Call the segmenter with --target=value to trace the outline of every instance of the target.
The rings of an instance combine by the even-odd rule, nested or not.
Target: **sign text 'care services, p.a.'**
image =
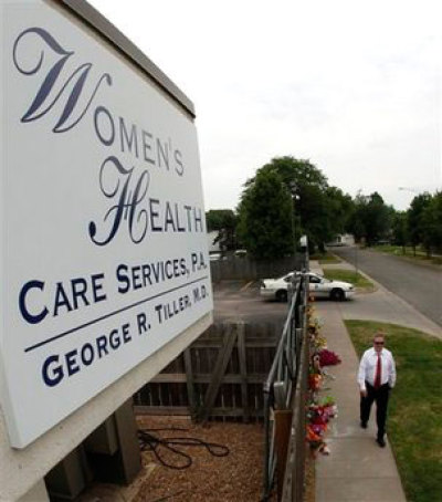
[[[213,303],[189,114],[56,2],[2,13],[0,397],[23,448]]]

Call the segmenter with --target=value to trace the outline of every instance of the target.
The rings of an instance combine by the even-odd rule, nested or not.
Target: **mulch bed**
[[[143,452],[143,466],[149,475],[139,483],[134,502],[259,502],[263,482],[264,429],[261,423],[208,422],[196,425],[175,417],[138,417],[140,429],[182,428],[151,431],[159,438],[197,438],[229,449],[225,457],[213,457],[203,447],[173,447],[189,454],[192,463],[183,470],[165,467],[151,451]],[[220,451],[220,450],[219,450]],[[161,458],[171,464],[186,459],[162,446]],[[154,466],[152,466],[154,464]],[[139,482],[139,481],[138,481]]]

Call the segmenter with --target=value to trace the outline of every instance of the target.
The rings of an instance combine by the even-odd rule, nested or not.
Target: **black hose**
[[[213,457],[227,457],[230,453],[228,447],[223,445],[218,445],[215,442],[207,442],[197,438],[160,438],[156,435],[152,435],[152,431],[162,431],[162,430],[180,430],[186,431],[187,429],[169,428],[169,429],[138,429],[138,441],[141,451],[151,451],[158,461],[170,469],[182,470],[187,469],[192,464],[192,458],[185,453],[183,451],[175,448],[176,446],[181,447],[203,447]],[[171,451],[181,459],[185,459],[181,464],[171,464],[164,460],[159,453],[159,449],[164,448]],[[218,451],[217,451],[218,450]]]

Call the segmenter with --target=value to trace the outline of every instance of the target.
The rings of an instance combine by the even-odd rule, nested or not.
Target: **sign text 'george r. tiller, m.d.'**
[[[1,405],[22,448],[212,299],[192,121],[63,10],[3,11]]]

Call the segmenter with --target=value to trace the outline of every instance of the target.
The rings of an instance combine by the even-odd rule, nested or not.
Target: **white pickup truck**
[[[295,272],[288,272],[277,279],[263,279],[260,293],[263,297],[287,301],[288,284],[293,281]],[[299,274],[299,272],[296,272]],[[332,281],[314,272],[307,272],[311,294],[315,297],[329,297],[341,302],[355,293],[355,286],[348,282]]]

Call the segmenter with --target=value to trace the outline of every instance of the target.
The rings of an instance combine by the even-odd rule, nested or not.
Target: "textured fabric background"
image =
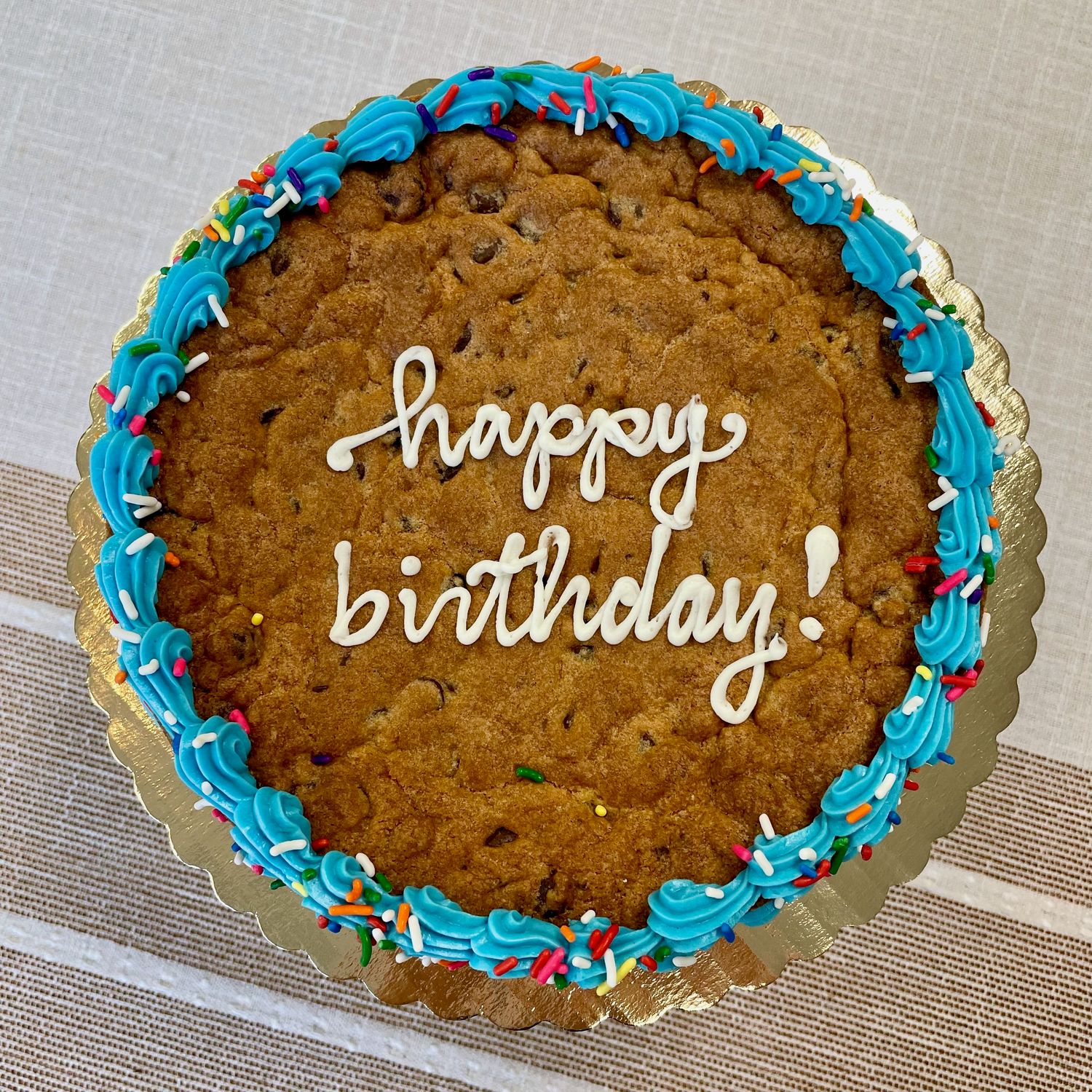
[[[7,0],[0,26],[0,1087],[1092,1088],[1085,0]],[[418,76],[591,52],[769,102],[946,245],[1031,404],[1047,597],[997,772],[875,922],[703,1014],[508,1033],[322,980],[170,855],[86,696],[63,512],[115,330],[240,170]]]

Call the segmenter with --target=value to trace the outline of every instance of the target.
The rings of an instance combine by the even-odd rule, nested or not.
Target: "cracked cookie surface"
[[[464,130],[346,171],[328,216],[288,219],[228,274],[230,327],[187,345],[210,354],[187,379],[192,401],[147,424],[164,510],[146,525],[182,559],[159,613],[192,634],[199,711],[246,712],[251,770],[300,797],[314,838],[471,912],[593,906],[637,926],[665,880],[725,882],[761,812],[779,832],[804,826],[831,781],[875,753],[928,605],[901,562],[936,536],[922,458],[936,403],[903,382],[882,305],[842,268],[841,234],[800,223],[780,190],[699,174],[707,152],[684,139],[622,150],[605,129],[577,138],[522,111],[511,128],[512,145]],[[450,608],[406,640],[397,591],[417,592],[419,620],[513,531],[533,543],[566,526],[562,581],[585,574],[593,603],[621,575],[640,580],[649,489],[676,458],[609,449],[595,503],[580,496],[581,456],[555,458],[537,511],[522,501],[524,459],[497,450],[447,467],[435,428],[416,468],[389,435],[330,471],[334,440],[392,415],[393,361],[415,344],[436,356],[432,401],[453,435],[487,402],[520,424],[535,401],[586,418],[700,394],[710,423],[746,419],[739,450],[699,474],[653,607],[690,573],[717,603],[729,577],[744,606],[762,581],[776,586],[771,633],[788,652],[747,721],[721,722],[709,690],[748,643],[578,642],[562,613],[542,644],[501,648],[487,628],[464,646]],[[810,600],[804,538],[818,523],[841,556]],[[352,649],[328,637],[343,538],[352,596],[392,601]],[[407,554],[423,562],[412,581]],[[513,583],[513,625],[530,580]],[[809,615],[817,642],[799,631]]]

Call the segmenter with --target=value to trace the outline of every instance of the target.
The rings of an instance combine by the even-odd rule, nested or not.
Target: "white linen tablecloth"
[[[0,3],[0,1087],[1092,1087],[1085,0]],[[106,749],[64,579],[87,394],[212,197],[360,98],[601,52],[770,103],[945,244],[1031,404],[1046,604],[925,874],[757,995],[586,1034],[389,1009],[221,906]]]

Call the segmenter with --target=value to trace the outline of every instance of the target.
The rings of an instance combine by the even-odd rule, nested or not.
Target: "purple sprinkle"
[[[425,128],[430,133],[438,133],[440,130],[437,128],[436,121],[432,115],[428,112],[428,107],[424,103],[417,104],[417,112],[420,115],[420,120],[425,122]]]

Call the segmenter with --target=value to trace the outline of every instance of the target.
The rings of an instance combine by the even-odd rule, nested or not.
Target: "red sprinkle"
[[[455,95],[459,94],[459,84],[453,83],[444,93],[443,98],[437,104],[435,110],[432,110],[434,118],[442,118],[444,114],[448,112],[448,108],[455,100]]]
[[[566,116],[572,114],[572,107],[556,91],[551,91],[546,97]]]
[[[773,178],[773,167],[767,167],[758,178],[755,179],[755,189],[760,190],[770,179]]]

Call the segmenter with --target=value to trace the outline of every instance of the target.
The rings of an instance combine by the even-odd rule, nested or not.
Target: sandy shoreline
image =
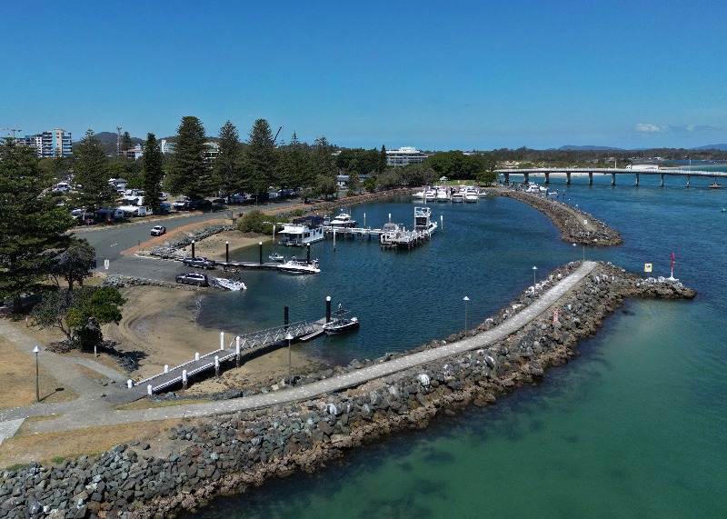
[[[219,348],[220,332],[225,343],[233,340],[231,330],[200,326],[196,315],[205,294],[202,291],[178,290],[159,286],[132,286],[122,289],[127,299],[124,317],[118,325],[104,327],[105,339],[116,343],[116,349],[136,358],[139,369],[130,374],[140,380]],[[292,349],[293,372],[308,374],[321,364]],[[283,379],[287,375],[288,352],[282,348],[247,361],[239,368],[229,368],[219,378],[214,376],[192,384],[187,394],[244,389]]]

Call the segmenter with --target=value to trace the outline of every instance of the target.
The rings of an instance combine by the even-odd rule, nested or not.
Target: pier
[[[134,382],[129,379],[126,383],[129,391],[121,395],[123,402],[115,402],[115,404],[134,402],[174,385],[181,385],[183,389],[186,389],[192,382],[191,378],[195,374],[213,369],[215,374],[219,374],[223,363],[234,360],[235,365],[239,366],[244,356],[251,356],[263,350],[290,345],[289,343],[294,341],[304,342],[314,339],[324,334],[323,325],[325,322],[326,318],[323,317],[317,321],[300,321],[236,335],[226,345],[224,333],[221,332],[220,347],[218,349],[204,355],[196,354],[194,360],[173,368],[164,366],[164,372],[144,380]],[[290,339],[288,339],[288,334],[290,334]],[[116,398],[116,400],[119,400],[119,398]]]

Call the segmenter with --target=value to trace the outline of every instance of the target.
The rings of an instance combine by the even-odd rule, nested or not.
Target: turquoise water
[[[314,474],[271,481],[249,495],[219,499],[199,517],[722,517],[727,516],[727,382],[724,372],[727,192],[711,179],[610,176],[573,179],[566,200],[617,228],[624,245],[586,247],[586,258],[674,275],[695,288],[692,302],[630,301],[581,356],[543,383],[488,409],[442,417],[349,453]],[[403,200],[355,206],[380,225],[388,213],[408,224]],[[481,322],[536,274],[580,259],[549,220],[512,200],[433,205],[444,231],[414,251],[374,244],[314,245],[323,274],[246,275],[243,299],[214,294],[200,318],[242,328],[274,324],[282,305],[319,316],[326,294],[359,315],[354,334],[305,348],[333,362],[407,349]],[[370,218],[378,218],[371,220]],[[256,250],[248,253],[255,257]],[[267,251],[265,254],[268,254]],[[271,319],[270,314],[277,314]],[[235,329],[236,328],[233,328]]]

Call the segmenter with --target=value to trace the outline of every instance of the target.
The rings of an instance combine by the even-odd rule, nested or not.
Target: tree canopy
[[[21,294],[40,288],[75,225],[50,194],[53,184],[32,149],[15,139],[0,144],[0,295],[13,298],[15,312],[23,310]]]

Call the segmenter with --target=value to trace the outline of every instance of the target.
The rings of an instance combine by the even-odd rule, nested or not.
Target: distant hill
[[[585,146],[573,146],[573,145],[565,145],[561,146],[558,148],[559,151],[566,152],[566,151],[618,151],[622,152],[625,151],[623,148],[613,148],[611,146],[592,146],[592,145],[585,145]]]
[[[720,150],[721,152],[727,152],[727,145],[708,145],[706,146],[699,146],[698,148],[691,149],[694,151]]]

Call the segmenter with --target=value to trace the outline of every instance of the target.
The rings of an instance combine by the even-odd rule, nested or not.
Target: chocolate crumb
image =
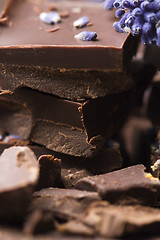
[[[64,11],[59,12],[59,15],[61,18],[66,18],[69,16],[69,12],[64,10]]]
[[[86,26],[87,26],[87,27],[93,26],[93,23],[92,23],[92,22],[89,22],[89,23],[87,23]]]
[[[8,21],[8,17],[0,18],[0,23],[6,23]]]
[[[56,32],[58,31],[60,28],[59,27],[55,27],[55,28],[51,28],[51,29],[46,29],[46,32]]]

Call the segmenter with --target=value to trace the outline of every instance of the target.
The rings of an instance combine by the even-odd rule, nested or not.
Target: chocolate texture
[[[73,102],[28,88],[19,88],[12,95],[0,96],[1,103],[6,107],[1,134],[8,132],[22,138],[30,136],[33,142],[51,150],[91,157],[123,123],[131,107],[131,97],[130,91],[127,91],[104,98]],[[24,115],[21,118],[17,111],[11,114],[13,111],[13,109],[11,113],[9,111],[11,104],[22,106],[22,110],[25,106],[27,114],[31,111],[31,115],[27,115],[29,121],[24,122],[23,125]],[[18,120],[21,120],[18,123],[17,115]],[[118,124],[117,118],[119,118]],[[16,133],[15,124],[12,122],[7,124],[11,119],[17,124]]]
[[[123,168],[111,173],[79,180],[75,187],[97,191],[103,199],[114,203],[156,205],[159,202],[160,183],[145,173],[143,165]]]
[[[99,3],[54,3],[57,12],[68,11],[69,16],[56,25],[58,31],[48,33],[53,26],[41,22],[39,14],[48,10],[50,1],[12,2],[7,11],[12,24],[3,26],[0,39],[1,88],[14,90],[23,85],[63,98],[84,99],[131,87],[125,69],[137,44],[128,33],[120,35],[112,28],[113,14]],[[73,22],[83,15],[93,23],[83,30],[96,31],[97,41],[74,38],[81,29],[75,29]]]
[[[10,147],[0,156],[0,219],[21,221],[39,178],[34,153],[27,147]]]

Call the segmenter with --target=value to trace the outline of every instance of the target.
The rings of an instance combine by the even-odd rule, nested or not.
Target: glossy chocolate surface
[[[123,69],[125,58],[133,50],[129,34],[113,29],[113,12],[104,10],[103,3],[57,1],[57,11],[67,10],[68,18],[48,25],[39,14],[53,5],[51,1],[15,0],[8,9],[8,24],[1,26],[0,62],[28,66],[52,66],[66,69]],[[79,13],[75,13],[75,8]],[[74,29],[73,21],[86,15],[92,26]],[[56,32],[46,30],[54,27]],[[74,35],[81,31],[96,31],[97,41],[81,41]]]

TO DO
Can you output the data above verbatim, from its very first line through the line that contains "[[[213,303],[189,114],[56,2],[2,13],[0,397],[23,448]]]", including both ends but leaving out the pictures?

OUTPUT FOR THIS EXERCISE
Call the segmenter with --target=value to trace the outline of every instance of the target.
The rings of an instance combine by the even-odd rule, nested or not.
Target: **sign text 'care services, p.a.'**
image =
[[[213,303],[189,114],[56,2],[2,13],[0,397],[23,448]]]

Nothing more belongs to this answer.